- [What you will do] Only the run of lines from the one containing "Exercise. Point to the cross silhouette" through the last line should be returned, exactly as written.

- [Records for processing]
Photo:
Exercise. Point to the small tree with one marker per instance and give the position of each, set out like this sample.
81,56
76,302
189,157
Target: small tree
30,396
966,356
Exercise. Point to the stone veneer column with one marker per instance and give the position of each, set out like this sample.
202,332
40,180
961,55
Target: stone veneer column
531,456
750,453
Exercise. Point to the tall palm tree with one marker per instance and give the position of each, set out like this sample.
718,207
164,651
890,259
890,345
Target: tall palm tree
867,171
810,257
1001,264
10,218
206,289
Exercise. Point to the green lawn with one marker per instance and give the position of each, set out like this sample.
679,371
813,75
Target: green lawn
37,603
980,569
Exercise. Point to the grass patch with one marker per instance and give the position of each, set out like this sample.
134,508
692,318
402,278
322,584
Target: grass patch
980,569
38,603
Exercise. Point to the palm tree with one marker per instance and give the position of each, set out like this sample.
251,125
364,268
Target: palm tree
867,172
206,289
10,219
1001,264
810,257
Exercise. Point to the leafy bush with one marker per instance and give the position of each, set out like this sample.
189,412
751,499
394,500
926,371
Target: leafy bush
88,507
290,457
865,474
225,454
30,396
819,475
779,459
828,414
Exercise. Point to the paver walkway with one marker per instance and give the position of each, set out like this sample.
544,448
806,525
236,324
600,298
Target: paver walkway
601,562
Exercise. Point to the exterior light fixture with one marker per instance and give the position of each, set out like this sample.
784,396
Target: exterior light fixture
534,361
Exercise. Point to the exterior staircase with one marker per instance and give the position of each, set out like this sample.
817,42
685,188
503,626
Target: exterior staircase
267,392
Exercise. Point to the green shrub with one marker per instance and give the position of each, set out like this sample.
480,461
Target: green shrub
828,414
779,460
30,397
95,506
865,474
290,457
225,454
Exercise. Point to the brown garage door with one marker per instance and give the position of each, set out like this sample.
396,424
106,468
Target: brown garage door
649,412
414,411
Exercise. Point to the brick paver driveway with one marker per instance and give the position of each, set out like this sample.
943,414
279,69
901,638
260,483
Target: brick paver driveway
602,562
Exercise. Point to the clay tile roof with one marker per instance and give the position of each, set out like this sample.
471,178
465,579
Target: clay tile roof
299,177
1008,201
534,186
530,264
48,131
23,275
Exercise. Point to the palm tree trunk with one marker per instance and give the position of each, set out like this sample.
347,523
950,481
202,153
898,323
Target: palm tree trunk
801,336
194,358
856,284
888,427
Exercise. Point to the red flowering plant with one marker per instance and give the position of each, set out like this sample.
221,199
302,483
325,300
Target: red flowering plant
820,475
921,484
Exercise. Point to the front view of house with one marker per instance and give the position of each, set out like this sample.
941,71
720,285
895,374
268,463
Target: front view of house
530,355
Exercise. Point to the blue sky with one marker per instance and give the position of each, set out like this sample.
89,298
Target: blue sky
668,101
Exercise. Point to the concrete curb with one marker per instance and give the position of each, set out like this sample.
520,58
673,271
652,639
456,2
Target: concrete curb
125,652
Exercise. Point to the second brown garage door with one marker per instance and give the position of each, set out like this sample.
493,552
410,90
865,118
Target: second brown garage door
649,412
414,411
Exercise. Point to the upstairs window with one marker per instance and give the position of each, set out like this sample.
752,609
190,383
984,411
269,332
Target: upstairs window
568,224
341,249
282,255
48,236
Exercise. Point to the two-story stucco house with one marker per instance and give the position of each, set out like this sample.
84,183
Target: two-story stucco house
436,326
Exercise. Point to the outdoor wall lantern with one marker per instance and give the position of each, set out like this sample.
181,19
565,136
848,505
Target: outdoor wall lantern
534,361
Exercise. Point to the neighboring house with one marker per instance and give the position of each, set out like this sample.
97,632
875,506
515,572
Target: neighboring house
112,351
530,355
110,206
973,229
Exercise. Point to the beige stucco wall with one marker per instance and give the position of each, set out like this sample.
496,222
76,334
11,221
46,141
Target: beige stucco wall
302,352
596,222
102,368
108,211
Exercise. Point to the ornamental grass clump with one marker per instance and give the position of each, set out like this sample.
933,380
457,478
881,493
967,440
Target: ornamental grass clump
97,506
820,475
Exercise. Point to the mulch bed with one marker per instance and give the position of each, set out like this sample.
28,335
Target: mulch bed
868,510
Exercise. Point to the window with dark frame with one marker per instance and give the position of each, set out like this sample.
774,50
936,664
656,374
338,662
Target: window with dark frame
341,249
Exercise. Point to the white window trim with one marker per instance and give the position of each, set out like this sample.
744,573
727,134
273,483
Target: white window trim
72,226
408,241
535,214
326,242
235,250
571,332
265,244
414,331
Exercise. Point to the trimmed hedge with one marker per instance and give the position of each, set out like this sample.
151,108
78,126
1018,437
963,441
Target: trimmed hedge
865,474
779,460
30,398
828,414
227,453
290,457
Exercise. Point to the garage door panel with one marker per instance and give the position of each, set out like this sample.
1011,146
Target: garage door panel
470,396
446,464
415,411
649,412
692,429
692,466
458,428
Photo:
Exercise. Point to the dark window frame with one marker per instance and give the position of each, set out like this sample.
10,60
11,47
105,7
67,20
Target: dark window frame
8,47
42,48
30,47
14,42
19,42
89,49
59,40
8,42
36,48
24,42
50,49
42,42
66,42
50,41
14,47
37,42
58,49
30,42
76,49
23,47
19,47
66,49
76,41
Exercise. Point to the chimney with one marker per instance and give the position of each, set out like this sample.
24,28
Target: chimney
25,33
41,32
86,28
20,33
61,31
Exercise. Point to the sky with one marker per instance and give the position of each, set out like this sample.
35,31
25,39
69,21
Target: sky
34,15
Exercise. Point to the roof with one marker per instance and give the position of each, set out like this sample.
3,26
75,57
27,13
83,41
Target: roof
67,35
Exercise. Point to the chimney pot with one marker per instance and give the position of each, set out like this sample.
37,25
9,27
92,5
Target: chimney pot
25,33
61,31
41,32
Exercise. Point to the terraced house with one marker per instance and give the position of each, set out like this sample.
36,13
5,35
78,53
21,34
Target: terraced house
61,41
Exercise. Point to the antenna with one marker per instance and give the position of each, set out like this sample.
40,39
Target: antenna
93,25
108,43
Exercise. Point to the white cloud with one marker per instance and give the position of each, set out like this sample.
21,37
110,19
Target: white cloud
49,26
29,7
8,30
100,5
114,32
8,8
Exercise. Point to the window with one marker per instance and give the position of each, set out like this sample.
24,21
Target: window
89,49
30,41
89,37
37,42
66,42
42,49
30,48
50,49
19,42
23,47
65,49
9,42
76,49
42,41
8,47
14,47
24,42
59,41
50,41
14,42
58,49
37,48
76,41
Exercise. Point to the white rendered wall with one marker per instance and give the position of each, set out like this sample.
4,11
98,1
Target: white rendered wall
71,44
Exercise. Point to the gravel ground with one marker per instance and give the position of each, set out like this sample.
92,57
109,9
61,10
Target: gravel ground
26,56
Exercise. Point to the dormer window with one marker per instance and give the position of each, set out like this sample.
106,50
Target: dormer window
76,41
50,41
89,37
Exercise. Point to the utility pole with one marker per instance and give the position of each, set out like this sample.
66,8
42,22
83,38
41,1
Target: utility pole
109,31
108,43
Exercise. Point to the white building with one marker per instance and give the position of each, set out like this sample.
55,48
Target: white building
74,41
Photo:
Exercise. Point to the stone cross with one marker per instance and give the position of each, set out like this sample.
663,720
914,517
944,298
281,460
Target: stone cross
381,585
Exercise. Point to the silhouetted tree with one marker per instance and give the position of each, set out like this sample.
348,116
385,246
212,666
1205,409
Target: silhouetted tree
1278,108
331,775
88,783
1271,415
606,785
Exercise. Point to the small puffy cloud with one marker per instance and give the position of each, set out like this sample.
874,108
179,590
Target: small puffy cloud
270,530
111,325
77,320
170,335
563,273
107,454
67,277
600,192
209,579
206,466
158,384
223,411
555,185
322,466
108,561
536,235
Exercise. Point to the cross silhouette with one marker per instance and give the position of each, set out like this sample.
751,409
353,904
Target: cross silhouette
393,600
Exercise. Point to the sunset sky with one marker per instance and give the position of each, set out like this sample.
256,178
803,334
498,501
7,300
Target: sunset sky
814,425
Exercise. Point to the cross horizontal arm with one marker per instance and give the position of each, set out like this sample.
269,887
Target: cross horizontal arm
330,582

- [Completed task]
Exercise. Point to the cross silhouette with one marker per instance and give the position of each, set out like this sample.
751,409
353,904
Target: cross silhouette
393,600
Exercise. Point to the sunset sky with one marker per instance and give the position of each, set out like this sample.
256,178
803,334
498,501
7,300
Target: sunset sky
814,425
Exercise. Point to the cross horizontal arm with one marker per instance and give the position of each, set out like this sample.
269,887
Target: cross horizontal arm
330,582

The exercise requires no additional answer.